TASK OBJECTIVE ::
Rewrite the records from the line containing "of the distant" through the end of the records, both ends included, keeping every line and its request text unchanged. Rescale each coordinate in the answers by multiplying it by 1.45 and rounding to a whole number, with halves rounded up.

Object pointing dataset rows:
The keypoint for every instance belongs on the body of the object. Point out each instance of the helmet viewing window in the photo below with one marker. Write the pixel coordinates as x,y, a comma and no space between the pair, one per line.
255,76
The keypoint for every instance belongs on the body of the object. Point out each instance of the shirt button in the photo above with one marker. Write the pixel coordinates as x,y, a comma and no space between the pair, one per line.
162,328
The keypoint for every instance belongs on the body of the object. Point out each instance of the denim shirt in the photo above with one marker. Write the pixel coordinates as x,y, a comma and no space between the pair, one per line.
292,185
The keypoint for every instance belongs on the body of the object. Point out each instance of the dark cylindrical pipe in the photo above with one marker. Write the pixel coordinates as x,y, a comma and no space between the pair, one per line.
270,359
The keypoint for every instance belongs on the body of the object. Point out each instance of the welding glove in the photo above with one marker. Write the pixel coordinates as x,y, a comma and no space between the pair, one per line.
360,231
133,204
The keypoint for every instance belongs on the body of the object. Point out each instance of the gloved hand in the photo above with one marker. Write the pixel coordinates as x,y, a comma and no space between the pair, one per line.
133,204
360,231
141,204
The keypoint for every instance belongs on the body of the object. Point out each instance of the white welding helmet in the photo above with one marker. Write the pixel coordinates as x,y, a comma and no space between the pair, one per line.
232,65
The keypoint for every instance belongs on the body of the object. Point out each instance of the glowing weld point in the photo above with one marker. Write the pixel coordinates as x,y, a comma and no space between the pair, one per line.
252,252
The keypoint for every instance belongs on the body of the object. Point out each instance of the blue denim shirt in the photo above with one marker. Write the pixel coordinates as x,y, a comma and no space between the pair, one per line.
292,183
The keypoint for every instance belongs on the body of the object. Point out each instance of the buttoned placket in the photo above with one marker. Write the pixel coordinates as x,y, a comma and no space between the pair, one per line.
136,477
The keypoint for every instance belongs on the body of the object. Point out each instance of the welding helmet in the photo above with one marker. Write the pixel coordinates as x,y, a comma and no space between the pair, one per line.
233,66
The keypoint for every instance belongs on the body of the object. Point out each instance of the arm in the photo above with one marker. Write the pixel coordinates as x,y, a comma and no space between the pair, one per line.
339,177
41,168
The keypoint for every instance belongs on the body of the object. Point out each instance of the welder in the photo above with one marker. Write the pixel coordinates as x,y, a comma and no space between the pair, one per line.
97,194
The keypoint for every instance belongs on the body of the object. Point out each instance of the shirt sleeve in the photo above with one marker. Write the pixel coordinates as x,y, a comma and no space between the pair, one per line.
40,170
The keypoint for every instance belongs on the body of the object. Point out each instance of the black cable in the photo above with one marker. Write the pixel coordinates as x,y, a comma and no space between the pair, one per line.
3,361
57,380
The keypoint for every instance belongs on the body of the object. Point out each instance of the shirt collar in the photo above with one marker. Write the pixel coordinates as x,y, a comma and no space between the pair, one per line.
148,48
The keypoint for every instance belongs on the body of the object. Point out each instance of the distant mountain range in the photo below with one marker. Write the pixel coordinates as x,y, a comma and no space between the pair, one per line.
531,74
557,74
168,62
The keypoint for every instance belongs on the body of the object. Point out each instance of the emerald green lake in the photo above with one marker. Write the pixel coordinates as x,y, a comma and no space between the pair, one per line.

FINAL RESULT ::
The keypoint for every instance belongs on the body of the object. Point out each instance of the distant mountain range in the photo below with one marker. Write the pixel coordinates as x,y, a comma and no space between the pair, one per line.
770,107
808,107
244,90
The keypoint for every instance belongs on the body of the object. Point out each instance of the emerald green lake in the photo above with one marker. Write the pixel coordinates as x,y, a comma and no space between the pair, one per line.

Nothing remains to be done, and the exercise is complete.